Omit all pictures, then retype the data exactly as given.

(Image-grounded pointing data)
###

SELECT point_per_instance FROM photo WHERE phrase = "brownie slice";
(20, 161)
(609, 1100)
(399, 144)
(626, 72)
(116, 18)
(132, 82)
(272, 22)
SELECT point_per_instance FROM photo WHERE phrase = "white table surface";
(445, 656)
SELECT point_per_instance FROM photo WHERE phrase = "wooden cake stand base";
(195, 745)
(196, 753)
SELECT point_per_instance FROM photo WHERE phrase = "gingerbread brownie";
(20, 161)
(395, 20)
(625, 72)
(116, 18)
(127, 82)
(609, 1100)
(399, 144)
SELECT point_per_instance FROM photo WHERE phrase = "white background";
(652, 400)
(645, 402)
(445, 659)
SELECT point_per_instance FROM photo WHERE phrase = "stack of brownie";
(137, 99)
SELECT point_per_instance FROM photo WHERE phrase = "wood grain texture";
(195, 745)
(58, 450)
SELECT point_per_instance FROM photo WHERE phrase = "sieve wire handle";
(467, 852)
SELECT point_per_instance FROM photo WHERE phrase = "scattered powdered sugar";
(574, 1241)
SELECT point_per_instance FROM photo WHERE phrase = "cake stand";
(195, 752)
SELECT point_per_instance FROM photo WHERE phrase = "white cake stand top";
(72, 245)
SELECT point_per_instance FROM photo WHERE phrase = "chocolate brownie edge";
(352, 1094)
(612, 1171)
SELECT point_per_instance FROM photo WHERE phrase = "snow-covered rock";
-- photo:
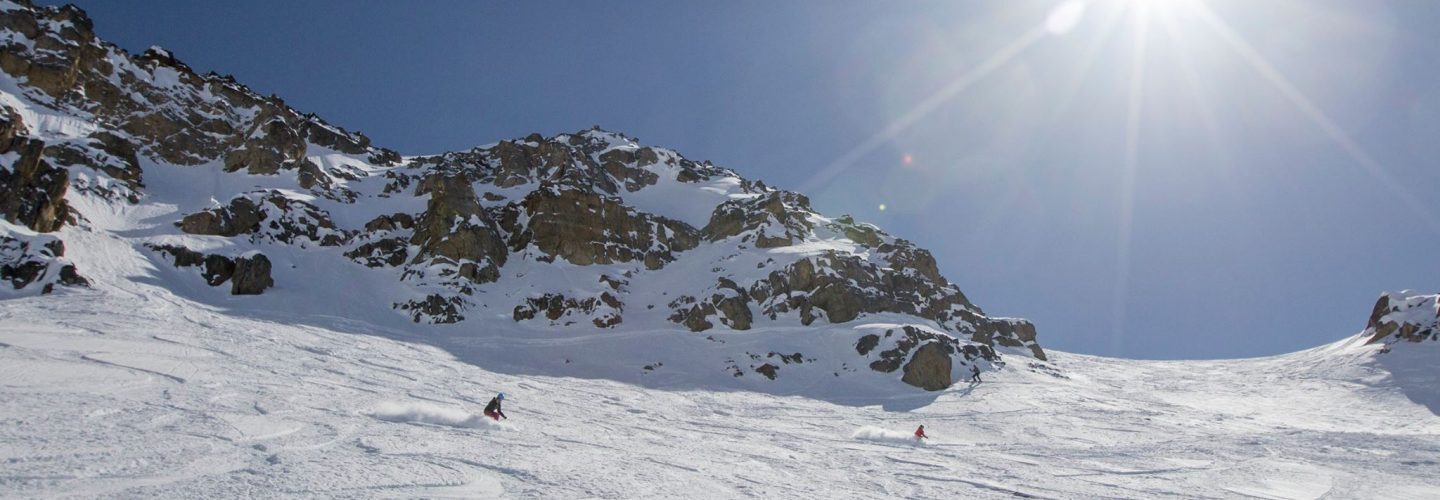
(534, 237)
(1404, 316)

###

• Exercise result:
SELECT point_per_instance FROM photo WHERE phrase = "brownie slice";
(20, 161)
(609, 1100)
(399, 144)
(626, 72)
(116, 18)
(132, 82)
(272, 22)
SELECT point_per_instance FROM photo WHERE phrase = "white table surface";
(445, 656)
SELECT point_per_instance FROM photo WHERE phrase = "wooden cake stand base";
(195, 745)
(196, 753)
SELECT point_per_instance FROM photo WHERE phrase = "gingerbread brownie";
(20, 161)
(395, 20)
(625, 72)
(116, 18)
(127, 82)
(609, 1100)
(399, 144)
SELECT point_per_instance FROM photo WHERE phrase = "white background";
(652, 400)
(645, 402)
(445, 659)
SELECT point_per_instance FROM photo WHERE phrase = "stack of brownie";
(137, 99)
SELECT point_per_instance FROM photo WHERE phrase = "wood grain texture";
(195, 745)
(58, 450)
SELECT point_per_instance FROM photo WHERE phrase = "sieve wire handle";
(467, 852)
SELECT point_per_instance FROM photo WHERE phrase = "scattered powdered sugar";
(574, 1241)
SELECT point_per_instance FROM photo WHERE phrase = "cake stand";
(195, 752)
SELECT point_per_instance FROM photo WHERE phrase = "white cake stand top";
(72, 245)
SELECT point_per_instance FROM photo WHERE phrase = "chocolate brownie edge";
(352, 1094)
(612, 1171)
SELECT point_per_instance FROM photo WHERE phrase = "snow-covered rock";
-- photo:
(534, 237)
(1404, 316)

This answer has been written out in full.